**TASK GOAL**
Rewrite every line of the records below, requests included, multiplying each coordinate in the answers by 1.55 and rounding to the nearest whole number, with halves rounded up.

[Records from a point-labeling set]
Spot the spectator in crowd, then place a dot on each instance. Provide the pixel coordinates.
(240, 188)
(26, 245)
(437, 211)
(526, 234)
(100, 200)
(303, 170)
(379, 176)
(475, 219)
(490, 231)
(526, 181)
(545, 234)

**ANSWER TO THIS EXERCISE**
Spot the spectator in crowd, then place a dot on each instance. Provide the pixel coordinates.
(372, 291)
(40, 380)
(677, 327)
(815, 363)
(155, 310)
(470, 264)
(587, 273)
(736, 339)
(760, 358)
(815, 281)
(845, 363)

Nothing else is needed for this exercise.